| EXCERPT |
□ □ □ □ □ □ □
I’ve known for some time that my concentration levels aren’t as good as they ought to be. For me that is partly about my nature, I have always been in my head, daydreaming or lost in my imagination. When I was younger it was often boredom that led me away from my immediate reality. As a young admin assistant in the Civil Service, I was responsible for reams of filing, trays and trays of it, and I was so bored that I made countless silly mistakes.

I recall the walk of shame I had to repeat over and again to the Head Executive Officer’s room to have my mistakes painfully outlined to me. At the time I suffered because I thought I was stupid, and that the problem was internal. These days I realize that it was the work. Cooped up for hours at the age of 17, doing the dullest most repetitive work imaginable, with a group of people that I wouldn’t choose to spend any time with (not that they were bad people, just that they weren’t ‘my’ kind of people).

It was tedious and soul destroying, and I knew from the first hour that I spent there that I had to escape – it took me nigh on six years though. I couldn’t concentrate because there were better ways to spend my time, and dreams that I still had to pursue.

Some of my concentration issues are due to the mental health issues that I have. As a bipolar sufferer with acute anxiety and dysmorphia, the downside is also an upside, of sorts. Alongside the depressive aspects of the bipolar I have mild manic episodes. These are useful in that they spark creativity and energy. I once wrote an academic book in 2 months.

It can engender focus, but at times it leads to rapid cycling, flitting from one project to another, unable to fix my attention on any single thing. Most of the time I’m working on several projects at a time anyway, so it isn’t a problem. In fact, I would say that the inability to concentrate in this context is more valuable than damaging.
□ □ □ □ □ □ □
| DATA EXCERPT |
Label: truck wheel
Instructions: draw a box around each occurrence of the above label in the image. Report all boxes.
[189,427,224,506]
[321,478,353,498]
□ □ □ □ □ □ □
| GOAL 1 |
Answer from the essay on concentration:
(a) What job did the writer hold as a young person?
(b) About how long did it take the writer to escape that job?
(c) How long did the writer once take to write an academic book?
| GOAL 2 |
Transcribe a passage of the essay on concentration, beginning at the words "Some of my concentration" and stopping after "valuable than damaging.".
| GOAL 3 |
Write the next part of the essay on concentration, picking up after its final sentence.
The listing has no connection to the essay on concentration.

| ANSWER 1 |
(a) Admin assistant in the Civil Service
(b) Nigh on six years
(c) 2 months

| ANSWER 2 |
Some of my concentration issues are due to the mental health issues that I have. As a bipolar sufferer with acute anxiety and dysmorphia, the downside is also an upside, of sorts. Alongside the depressive aspects of the bipolar I have mild manic episodes. These are useful in that they spark creativity and energy. I once wrote an academic book in 2 months.

It can engender focus, but at times it leads to rapid cycling, flitting from one project to another, unable to fix my attention on any single thing. Most of the time I’m working on several projects at a time anyway, so it isn’t a problem. In fact, I would say that the inability to concentrate in this context is more valuable than damaging.

| ANSWER 3 |
However, the attack on our ability to concentrate by the way society is developing I find more troubling. In the past, before mobile phones and the allure of social media, I was at least able to maintain my focus on leisure activities. I was able to listen to music or watch a film/movie without constantly referring to my phone for news, communications or other updates. These days it is becoming increasingly harder to do that.

Watch a little – check phone – read a little – check phone – listen a little – check phone. It’s a staccato process that I find very difficult to break. So, I am trying (amidst a dramatic collapse of mood) to avoid it. I am leaving my phone and laptop somewhere inconvenient to reach. And it pays dividends. I rewatched some old films recently and learned something new. In Star Wars: Return of the Jedi there was something I’d never seen before, a moment that was definitely worthy of a good laugh; slightly shocking, actually. I would tell you what it was, but that would defeat the object of this piece… Watch it again yourself, pay close attention and you will, I’m certain, see what I saw!

The other thing I noticed while watching Alien again – after many years – was just how the current ‘thousand miles a second’ approach to filming has impacted on me. The Hobbit trilogy is a prime example. You can’t sit still for a second, it is unrelenting action; 8 plumped out, fabricated hours of it. As a Tolkien fan I find the films something of an affront anyway, but it’s the over-stacked action that ultimately kills them for me. Fight and flight in spiralling, dizzying motions.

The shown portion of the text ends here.